Dataset entries:
★ ★ ★
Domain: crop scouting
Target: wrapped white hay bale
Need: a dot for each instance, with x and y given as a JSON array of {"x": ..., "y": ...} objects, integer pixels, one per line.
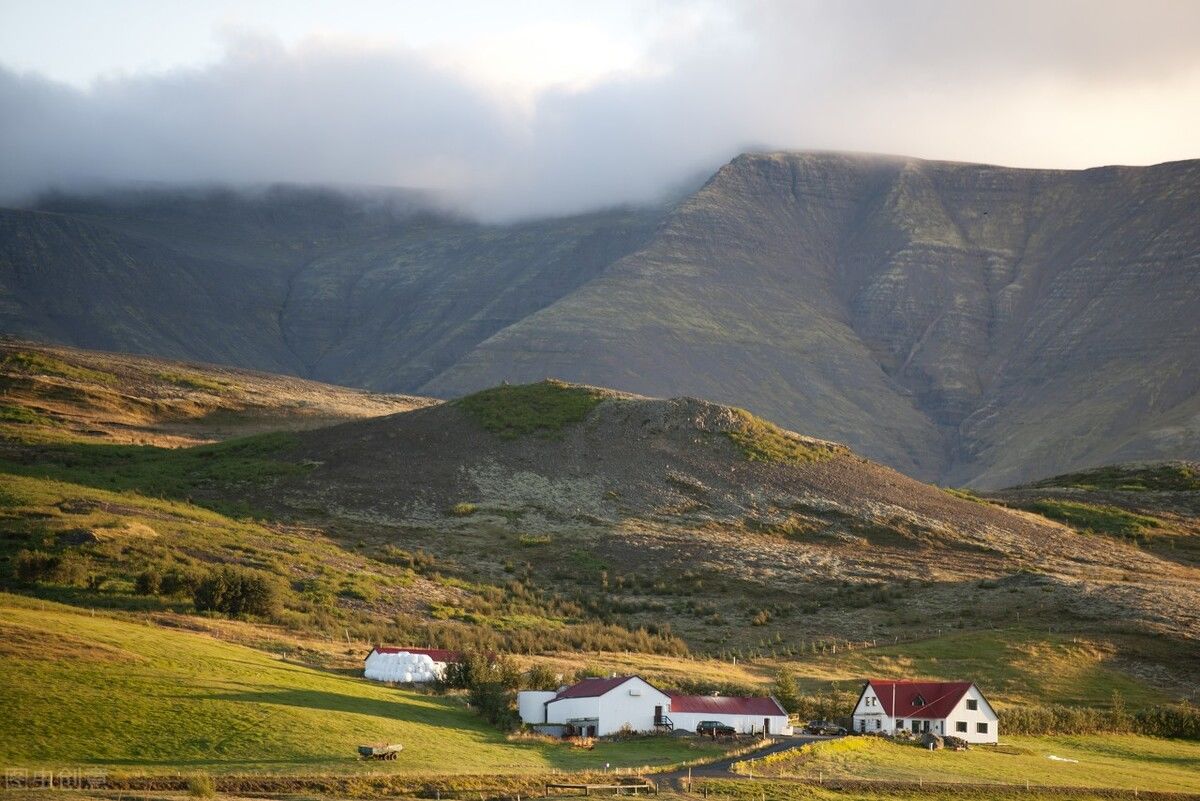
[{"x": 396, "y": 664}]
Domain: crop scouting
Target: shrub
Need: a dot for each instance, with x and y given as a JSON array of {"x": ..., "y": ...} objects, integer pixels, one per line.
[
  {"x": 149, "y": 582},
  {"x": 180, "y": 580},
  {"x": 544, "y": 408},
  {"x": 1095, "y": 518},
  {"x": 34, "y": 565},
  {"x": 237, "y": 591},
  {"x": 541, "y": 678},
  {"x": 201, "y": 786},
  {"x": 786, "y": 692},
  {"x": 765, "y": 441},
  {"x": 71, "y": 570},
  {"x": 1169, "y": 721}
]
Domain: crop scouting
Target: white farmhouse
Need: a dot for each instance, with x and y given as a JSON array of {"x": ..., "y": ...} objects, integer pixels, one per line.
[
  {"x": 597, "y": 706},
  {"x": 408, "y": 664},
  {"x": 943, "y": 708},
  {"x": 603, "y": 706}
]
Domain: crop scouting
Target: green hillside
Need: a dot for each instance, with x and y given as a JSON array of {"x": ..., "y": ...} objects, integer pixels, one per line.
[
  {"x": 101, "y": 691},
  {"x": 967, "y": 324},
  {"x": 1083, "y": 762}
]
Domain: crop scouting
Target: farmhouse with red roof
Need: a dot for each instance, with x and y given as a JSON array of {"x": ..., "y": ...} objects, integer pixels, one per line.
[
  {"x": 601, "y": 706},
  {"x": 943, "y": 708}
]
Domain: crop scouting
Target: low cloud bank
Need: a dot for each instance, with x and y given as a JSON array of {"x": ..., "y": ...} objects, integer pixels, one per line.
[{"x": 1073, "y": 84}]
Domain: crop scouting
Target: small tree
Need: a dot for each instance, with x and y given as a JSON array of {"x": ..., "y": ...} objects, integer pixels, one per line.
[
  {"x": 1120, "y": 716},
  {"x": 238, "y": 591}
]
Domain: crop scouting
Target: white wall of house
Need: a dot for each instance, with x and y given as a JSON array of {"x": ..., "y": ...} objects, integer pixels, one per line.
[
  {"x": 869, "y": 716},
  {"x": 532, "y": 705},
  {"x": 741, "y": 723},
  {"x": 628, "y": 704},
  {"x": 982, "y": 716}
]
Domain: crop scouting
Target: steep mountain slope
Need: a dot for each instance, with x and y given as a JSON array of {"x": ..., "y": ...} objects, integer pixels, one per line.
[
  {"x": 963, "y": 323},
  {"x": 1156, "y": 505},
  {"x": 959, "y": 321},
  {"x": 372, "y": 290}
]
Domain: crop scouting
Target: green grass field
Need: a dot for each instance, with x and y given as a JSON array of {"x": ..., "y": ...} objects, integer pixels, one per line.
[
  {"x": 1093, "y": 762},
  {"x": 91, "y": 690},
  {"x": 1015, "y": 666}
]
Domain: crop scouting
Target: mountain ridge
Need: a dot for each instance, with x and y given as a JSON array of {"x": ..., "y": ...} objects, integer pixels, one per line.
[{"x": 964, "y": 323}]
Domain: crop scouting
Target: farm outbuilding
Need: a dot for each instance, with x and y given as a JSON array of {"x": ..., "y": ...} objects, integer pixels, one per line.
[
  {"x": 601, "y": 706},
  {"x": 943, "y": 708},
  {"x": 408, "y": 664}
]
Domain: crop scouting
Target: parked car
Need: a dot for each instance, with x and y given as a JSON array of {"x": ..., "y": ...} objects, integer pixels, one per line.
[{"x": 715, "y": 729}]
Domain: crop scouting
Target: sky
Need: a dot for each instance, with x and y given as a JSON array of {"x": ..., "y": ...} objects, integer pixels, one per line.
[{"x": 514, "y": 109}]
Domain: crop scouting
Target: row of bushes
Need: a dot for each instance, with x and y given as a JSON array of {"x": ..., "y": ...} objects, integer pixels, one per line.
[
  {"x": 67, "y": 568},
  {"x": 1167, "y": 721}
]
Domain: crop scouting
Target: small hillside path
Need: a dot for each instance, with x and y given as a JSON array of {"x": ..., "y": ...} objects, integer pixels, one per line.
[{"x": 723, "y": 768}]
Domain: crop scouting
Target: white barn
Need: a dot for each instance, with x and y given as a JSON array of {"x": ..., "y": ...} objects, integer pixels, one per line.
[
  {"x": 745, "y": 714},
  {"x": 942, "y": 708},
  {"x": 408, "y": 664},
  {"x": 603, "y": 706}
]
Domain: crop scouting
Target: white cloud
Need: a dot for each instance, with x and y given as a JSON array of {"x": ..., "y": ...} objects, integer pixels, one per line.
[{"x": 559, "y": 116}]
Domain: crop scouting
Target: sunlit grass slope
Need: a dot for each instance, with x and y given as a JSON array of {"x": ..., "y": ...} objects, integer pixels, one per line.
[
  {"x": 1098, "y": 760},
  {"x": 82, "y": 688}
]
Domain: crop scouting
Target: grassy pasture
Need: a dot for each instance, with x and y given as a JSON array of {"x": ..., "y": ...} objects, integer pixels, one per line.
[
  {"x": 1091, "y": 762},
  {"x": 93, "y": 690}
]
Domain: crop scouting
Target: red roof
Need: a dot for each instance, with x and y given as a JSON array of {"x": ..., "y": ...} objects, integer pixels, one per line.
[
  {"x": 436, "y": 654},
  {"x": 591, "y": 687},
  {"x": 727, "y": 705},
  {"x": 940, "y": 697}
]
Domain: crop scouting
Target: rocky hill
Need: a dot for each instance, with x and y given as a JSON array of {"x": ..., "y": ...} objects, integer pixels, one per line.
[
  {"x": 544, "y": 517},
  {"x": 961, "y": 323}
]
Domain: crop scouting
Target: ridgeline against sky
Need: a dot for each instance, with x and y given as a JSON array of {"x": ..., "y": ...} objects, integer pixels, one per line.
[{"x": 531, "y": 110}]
★ ★ ★
Task details:
All of the data above should be quoted exactly, except for the pictures.

Result of the task:
Domain: crop scouting
Target: wrapped white hay bale
Need: a dot for each instance, with x and y given as a JSON array of {"x": ..., "y": ...} objects, integer pixels, one per line.
[{"x": 396, "y": 664}]
Domain: crop scouting
Target: shrub
Need: a dot for each instance, with x and y given as a JSON array of {"x": ..., "y": ...} objects, integer pixels, one per line.
[
  {"x": 149, "y": 582},
  {"x": 180, "y": 580},
  {"x": 544, "y": 408},
  {"x": 1095, "y": 518},
  {"x": 34, "y": 565},
  {"x": 237, "y": 591},
  {"x": 541, "y": 678},
  {"x": 201, "y": 786},
  {"x": 786, "y": 692},
  {"x": 765, "y": 441},
  {"x": 71, "y": 570},
  {"x": 1169, "y": 721}
]
Domain: crop scouting
Target: white farmhouse
Need: a dot for each instance, with x and y given as a JSON array of {"x": ..., "y": ...} objects, integer pixels, one per line.
[
  {"x": 597, "y": 706},
  {"x": 408, "y": 664},
  {"x": 943, "y": 708},
  {"x": 603, "y": 706}
]
Domain: crop scouting
Target: green hillside
Need: a dot for each instance, with x and y given as a JSON array of {"x": ..., "y": ...} objects, integer pixels, one per line.
[
  {"x": 101, "y": 691},
  {"x": 967, "y": 324},
  {"x": 1083, "y": 762}
]
Domain: crop scouting
Target: farmhouse with red roof
Need: a dot for each instance, with x and y given as a JSON array of {"x": ..., "y": ...} objects, integer pixels, one per line.
[
  {"x": 601, "y": 706},
  {"x": 943, "y": 708}
]
Domain: crop scouting
Target: low cloud bank
Need: a dot for each instance, with x and y given as a JSON array of {"x": ..., "y": ...} objects, integer pixels, one per line.
[{"x": 1073, "y": 84}]
Domain: crop scouting
Target: small tree
Need: a dot for each instance, with x and y given as a JSON array of {"x": ..., "y": ...} objects, integer pixels, one per line.
[
  {"x": 1120, "y": 716},
  {"x": 238, "y": 591}
]
Domain: crop scouting
Target: white wall of house
Need: a dot for each instance, with x and y given as a JSON array of {"x": ..., "y": ...} objects, integer pixels, one per line.
[
  {"x": 869, "y": 716},
  {"x": 532, "y": 705},
  {"x": 741, "y": 723},
  {"x": 628, "y": 704},
  {"x": 982, "y": 716}
]
Domain: crop scouting
Target: steep mountain slope
Need: a dot for each instance, with x and y given as a JSON array of {"x": ..., "y": ...} objects, integer pixels, one per line.
[
  {"x": 963, "y": 323},
  {"x": 1156, "y": 505},
  {"x": 959, "y": 321},
  {"x": 372, "y": 290}
]
Domain: crop scouting
Target: green grass field
Need: a dot for each instance, with x and y given as a JSON array of {"x": ..., "y": ...} objects, integer pixels, one per line.
[
  {"x": 1093, "y": 762},
  {"x": 91, "y": 690},
  {"x": 1015, "y": 666}
]
Domain: crop scouting
Target: mountain ridge
Need: a dot for each instance, with x and y given as a JSON array of {"x": ..., "y": ...} objects, integer pixels, one per line.
[{"x": 964, "y": 323}]
Domain: crop scouting
Target: farm outbuilding
Need: a dot for each instance, with x and y given as a JSON array of {"x": ..., "y": ...} objects, integer pixels, one per line.
[
  {"x": 601, "y": 706},
  {"x": 943, "y": 708},
  {"x": 408, "y": 664}
]
Domain: crop scouting
Target: parked car
Need: a dot for each instance, with x and y given as a JSON array of {"x": ..., "y": ...} objects, integer pixels, one per line.
[{"x": 715, "y": 729}]
Domain: crop scouting
Target: sky
Need: a dot for each instance, with x and y given as a JSON array of {"x": ..., "y": ...} objects, integer pixels, one per line.
[{"x": 514, "y": 109}]
Domain: crop scouting
Target: row of bushes
Need: a dot for each instance, with x and y given as a JSON array of {"x": ..., "y": ...} objects, integer pixels, one per line.
[
  {"x": 67, "y": 568},
  {"x": 1167, "y": 721}
]
Domain: crop scouting
Target: small hillside path
Need: a dot for each instance, with x and y given as a JSON array of {"x": ..., "y": ...} objects, integer pixels, one per line.
[{"x": 723, "y": 768}]
Domain: crop scouting
Target: white barn
Need: a dot for each instance, with x and y given as a JSON array of {"x": ..., "y": ...} objects, integer pixels, one per line.
[
  {"x": 745, "y": 714},
  {"x": 942, "y": 708},
  {"x": 408, "y": 664},
  {"x": 603, "y": 706}
]
Domain: crop scouting
Target: white cloud
Need: a dot for each instance, with x and y given as a JSON array of {"x": ..., "y": ...} objects, integer pixels, one per line.
[{"x": 559, "y": 116}]
Domain: crop scouting
Target: sunlit grass slope
Need: a dot for each instance, with x and y given as a JSON array of {"x": ..., "y": ...} objects, integer pixels, one per line.
[
  {"x": 1098, "y": 760},
  {"x": 82, "y": 688}
]
Domain: crop scouting
Target: grassy pasture
Need: a dot for each instance, with x and y given as a JSON array of {"x": ..., "y": ...} objects, integer pixels, one per line.
[
  {"x": 1091, "y": 762},
  {"x": 93, "y": 690}
]
Domain: crop scouting
Target: red roof
Need: a dot for each instance, with x and y given as a JSON array of {"x": ..., "y": ...} objects, integer pixels, one per line.
[
  {"x": 436, "y": 654},
  {"x": 591, "y": 687},
  {"x": 727, "y": 705},
  {"x": 940, "y": 697}
]
Domain: crop scouting
Target: rocky hill
Need: a dot for each instance, with x and y given as a JSON array of {"x": ..., "y": ...} objects, integer pixels, one per line.
[
  {"x": 544, "y": 517},
  {"x": 961, "y": 323}
]
Domain: crop scouting
Target: ridgeline against sky
Need: a dot for each instance, with x and y given as a JSON array of {"x": ..., "y": ...} objects, integer pixels, one per line.
[{"x": 531, "y": 110}]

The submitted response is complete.